**What to work on**
Reproduce the lines that follow, replacing every occurrence of "one dot per instance" with "one point per instance" and leaving everything else unchanged. Omit the pictures from your answer.

********

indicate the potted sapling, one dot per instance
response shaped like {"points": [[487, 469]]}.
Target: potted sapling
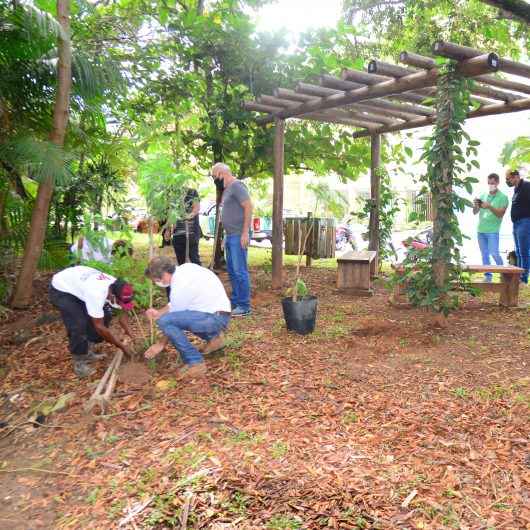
{"points": [[300, 308]]}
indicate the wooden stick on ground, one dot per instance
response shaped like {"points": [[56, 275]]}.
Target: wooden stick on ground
{"points": [[103, 392]]}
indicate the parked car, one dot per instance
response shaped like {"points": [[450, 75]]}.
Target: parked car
{"points": [[351, 236], [261, 227]]}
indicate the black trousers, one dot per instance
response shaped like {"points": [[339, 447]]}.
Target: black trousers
{"points": [[179, 244], [79, 326]]}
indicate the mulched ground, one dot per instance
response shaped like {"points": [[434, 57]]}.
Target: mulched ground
{"points": [[377, 420]]}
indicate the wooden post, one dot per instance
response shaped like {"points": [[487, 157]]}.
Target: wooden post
{"points": [[308, 249], [277, 206], [375, 180]]}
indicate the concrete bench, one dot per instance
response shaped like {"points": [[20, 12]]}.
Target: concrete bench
{"points": [[508, 288]]}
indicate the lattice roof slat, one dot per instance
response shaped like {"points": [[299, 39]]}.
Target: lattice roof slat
{"points": [[390, 97]]}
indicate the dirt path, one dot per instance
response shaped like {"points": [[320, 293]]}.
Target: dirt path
{"points": [[377, 420]]}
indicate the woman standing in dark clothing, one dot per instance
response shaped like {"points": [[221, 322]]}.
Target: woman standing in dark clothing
{"points": [[188, 230]]}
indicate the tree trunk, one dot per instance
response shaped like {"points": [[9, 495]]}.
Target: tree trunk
{"points": [[39, 217]]}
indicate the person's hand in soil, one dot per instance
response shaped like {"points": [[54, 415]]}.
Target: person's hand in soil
{"points": [[155, 349], [127, 350]]}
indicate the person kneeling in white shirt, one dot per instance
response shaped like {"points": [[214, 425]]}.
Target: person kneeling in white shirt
{"points": [[198, 303]]}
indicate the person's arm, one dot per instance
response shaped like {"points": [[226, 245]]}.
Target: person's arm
{"points": [[155, 314], [123, 320], [104, 332], [499, 212], [156, 348], [247, 219]]}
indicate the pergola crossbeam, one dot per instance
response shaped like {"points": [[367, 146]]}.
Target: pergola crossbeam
{"points": [[421, 61], [455, 51], [478, 90], [386, 99], [489, 110]]}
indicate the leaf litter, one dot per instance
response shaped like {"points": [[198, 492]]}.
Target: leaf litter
{"points": [[377, 420]]}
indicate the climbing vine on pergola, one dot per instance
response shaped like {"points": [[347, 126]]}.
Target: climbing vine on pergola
{"points": [[391, 98]]}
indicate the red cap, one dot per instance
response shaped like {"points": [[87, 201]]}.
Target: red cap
{"points": [[125, 296]]}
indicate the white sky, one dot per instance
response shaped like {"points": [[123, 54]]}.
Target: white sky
{"points": [[297, 16]]}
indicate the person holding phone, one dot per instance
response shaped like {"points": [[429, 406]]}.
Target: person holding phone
{"points": [[490, 208]]}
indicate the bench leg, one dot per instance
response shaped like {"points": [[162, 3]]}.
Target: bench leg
{"points": [[510, 290]]}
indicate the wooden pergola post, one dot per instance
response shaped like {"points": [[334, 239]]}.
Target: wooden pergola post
{"points": [[277, 205], [375, 180]]}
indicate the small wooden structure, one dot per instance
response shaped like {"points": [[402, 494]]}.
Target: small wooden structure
{"points": [[387, 98], [356, 270], [321, 241], [508, 288]]}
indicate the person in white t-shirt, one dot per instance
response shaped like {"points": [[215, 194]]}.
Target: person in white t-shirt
{"points": [[85, 298], [198, 303]]}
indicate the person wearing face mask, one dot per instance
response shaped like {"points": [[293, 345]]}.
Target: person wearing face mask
{"points": [[520, 214], [236, 217], [85, 298], [490, 207], [197, 303]]}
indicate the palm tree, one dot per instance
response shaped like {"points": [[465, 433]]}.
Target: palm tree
{"points": [[39, 218]]}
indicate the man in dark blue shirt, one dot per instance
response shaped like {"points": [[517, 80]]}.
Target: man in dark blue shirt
{"points": [[520, 214]]}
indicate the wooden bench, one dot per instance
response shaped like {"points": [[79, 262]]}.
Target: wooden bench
{"points": [[508, 286], [355, 271]]}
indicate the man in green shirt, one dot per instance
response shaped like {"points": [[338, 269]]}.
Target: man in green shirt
{"points": [[490, 207]]}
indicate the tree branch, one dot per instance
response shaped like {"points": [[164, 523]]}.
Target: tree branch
{"points": [[512, 8]]}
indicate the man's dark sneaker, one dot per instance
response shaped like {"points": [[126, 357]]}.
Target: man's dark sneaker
{"points": [[192, 371], [240, 312], [214, 345], [81, 367], [93, 354]]}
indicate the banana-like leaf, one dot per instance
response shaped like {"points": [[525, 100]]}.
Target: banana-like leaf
{"points": [[38, 158]]}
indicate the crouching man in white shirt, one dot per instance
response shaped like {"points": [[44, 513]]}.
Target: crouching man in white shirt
{"points": [[84, 297], [197, 303]]}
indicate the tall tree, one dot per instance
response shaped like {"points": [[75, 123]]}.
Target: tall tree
{"points": [[39, 219]]}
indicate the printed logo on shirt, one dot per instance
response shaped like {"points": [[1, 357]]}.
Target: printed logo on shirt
{"points": [[99, 276]]}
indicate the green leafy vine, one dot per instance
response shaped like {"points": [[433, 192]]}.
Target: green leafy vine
{"points": [[432, 275]]}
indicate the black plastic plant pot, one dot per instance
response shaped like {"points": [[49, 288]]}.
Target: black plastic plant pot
{"points": [[300, 316]]}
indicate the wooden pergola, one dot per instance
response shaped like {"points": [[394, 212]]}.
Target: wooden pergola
{"points": [[385, 99]]}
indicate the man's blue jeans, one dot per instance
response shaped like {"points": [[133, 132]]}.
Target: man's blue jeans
{"points": [[204, 325], [521, 236], [489, 246], [236, 264]]}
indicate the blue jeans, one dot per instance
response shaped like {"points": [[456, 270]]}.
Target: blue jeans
{"points": [[236, 263], [204, 325], [489, 246], [521, 236]]}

********

**Exercise answer**
indicate the potted sapling, one point per instance
response shaped like {"points": [[487, 469]]}.
Target: potted sapling
{"points": [[300, 308]]}
indicate the wooden stick on ground, one point per instance
response shaped like {"points": [[56, 275]]}.
Target: wooden stick on ground
{"points": [[103, 392]]}
indicate the parked car, one point per instance
response shaped like {"points": [[450, 75]]}.
Target: parked car
{"points": [[351, 236], [261, 227]]}
indicate the black trousers, one point per instance
response shaped like {"points": [[339, 447]]}.
Target: black trousers
{"points": [[179, 244], [79, 326]]}
indicate the mulched ground, one point per instance
response shaped like {"points": [[434, 57]]}.
Target: mulched ground
{"points": [[377, 420]]}
indicate the wooden post, one point per instance
response shaped like {"points": [[487, 157]]}.
Target: wooden post
{"points": [[308, 249], [277, 206], [375, 180]]}
indicate the concrete bench, one point per instance
response shaped like {"points": [[20, 12]]}.
Target: concrete bench
{"points": [[508, 288]]}
indicate the lattice roof slat, one point per instance
response shaped like {"points": [[299, 39]]}.
Target: lattice roof slat
{"points": [[390, 97]]}
indicate the dirt path, one point per instance
response shaped like {"points": [[320, 293]]}.
Target: dirt path
{"points": [[377, 420]]}
indicate the woman standing in dark clothing, one point per instance
response shaped like {"points": [[221, 322]]}.
Target: woman standing in dark clothing
{"points": [[188, 230]]}
indicate the tree trunk, one point per instance
response shaped like {"points": [[9, 495]]}.
Target: tree trunk
{"points": [[39, 217]]}
indicate the person's hand in soil, one point per instance
response shaped like {"points": [[54, 415]]}.
Target: person's hand in soil
{"points": [[155, 349], [127, 350]]}
indicate the person kneeling in white shirt, one point per instance
response shaped like {"points": [[214, 425]]}.
Target: person kneeling in white shirt
{"points": [[198, 303]]}
indicate the person's arm, one point per instance
response shaped like {"points": [[226, 245]]}.
Target: person's arm
{"points": [[155, 314], [123, 320], [104, 332], [499, 212], [156, 348], [247, 219]]}
indicate the pergola crossbeam, one point per instance
response shaped like {"points": [[367, 146]]}.
Target: pergola crossbeam
{"points": [[421, 61], [455, 51], [478, 90], [386, 99], [489, 110]]}
indicate the leaf litter, one point per instance
response shaped like {"points": [[198, 492]]}.
Target: leaf litter
{"points": [[377, 420]]}
indicate the climbing vine on pergola, one point per instance
response shaped like {"points": [[347, 126]]}.
Target: climbing vine on pergola
{"points": [[391, 98]]}
indicate the red cap, one point per instance
response shaped like {"points": [[87, 201]]}.
Target: red cap
{"points": [[125, 296]]}
indicate the white sky, one point per instance
response shaped like {"points": [[123, 54]]}.
Target: white sky
{"points": [[297, 16]]}
indicate the person holding phone, one point per instance
response shaped like {"points": [[429, 406]]}.
Target: person holding phone
{"points": [[490, 208]]}
indicate the bench leg, one point per instance
response shaped like {"points": [[162, 3]]}.
Target: bench leg
{"points": [[510, 290]]}
indicate the wooden pergola post, one point per instance
response shaped like {"points": [[334, 239]]}.
Target: wooden pergola post
{"points": [[277, 205], [375, 180]]}
indicate the small wooden structure, one point per instance
response shaped like {"points": [[402, 494]]}.
Target: small wooden structure
{"points": [[387, 98], [356, 270], [321, 241], [508, 288]]}
indicate the person in white t-shirt, one point per instance
response shaped like {"points": [[215, 194]]}.
Target: person in white t-shirt
{"points": [[85, 298], [198, 303]]}
indicate the person wearing face mask, one point per instance
response shaped like {"points": [[293, 345]]}.
Target: person wearing face mask
{"points": [[520, 214], [236, 217], [85, 298], [490, 207], [197, 303]]}
indicate the palm tree, one point per instance
response shaped like {"points": [[465, 433]]}.
Target: palm tree
{"points": [[39, 218]]}
indicate the man in dark blue shirt, one point per instance
response shaped like {"points": [[517, 80]]}.
Target: man in dark blue shirt
{"points": [[520, 214]]}
indicate the wooden bench, one point per instance
response shaped like {"points": [[79, 262]]}.
Target: wooden bench
{"points": [[508, 286], [355, 271]]}
indicate the man in green shirt, one point per instance
response shaped like {"points": [[338, 269]]}.
Target: man in green shirt
{"points": [[490, 207]]}
indicate the tree branch, one point per instance
response shaped like {"points": [[164, 523]]}.
Target: tree branch
{"points": [[512, 8]]}
indicate the man's dark sneaker, one point per instance
response shaped like {"points": [[126, 357]]}.
Target: man's dark sneaker
{"points": [[192, 371], [240, 312], [214, 345], [81, 367], [93, 354]]}
indicate the banana-like leaf, one point per instance
response shaped like {"points": [[525, 100]]}.
Target: banana-like leaf
{"points": [[38, 158]]}
indicate the crouching man in white shirt, one point per instance
response shaped like {"points": [[44, 513]]}.
Target: crouching man in white shirt
{"points": [[84, 297], [197, 303]]}
indicate the tall tree, one point per instance
response shaped like {"points": [[75, 123]]}.
Target: tall tree
{"points": [[39, 219]]}
indicate the printed logo on shirt, one point per instance
response shaped like {"points": [[1, 357]]}.
Target: printed logo on shirt
{"points": [[99, 276]]}
indicate the green leafy vine, one point per instance
response shaped like {"points": [[433, 192]]}.
Target: green leafy vine
{"points": [[432, 275]]}
indicate the black plastic plant pot, one point per instance
response shaped like {"points": [[49, 288]]}.
Target: black plastic plant pot
{"points": [[300, 316]]}
indicate the wooden pergola, one point per instance
response shaped like {"points": [[394, 212]]}.
Target: wooden pergola
{"points": [[385, 99]]}
indicate the man's blue jeans, one point per instance
response shaped like {"points": [[133, 132]]}.
Target: man's blue jeans
{"points": [[204, 325], [521, 236], [489, 246], [236, 264]]}
indicate the blue jeans, one point per instance
response shaped like {"points": [[456, 270]]}.
Target: blue jeans
{"points": [[236, 263], [204, 325], [489, 246], [521, 236]]}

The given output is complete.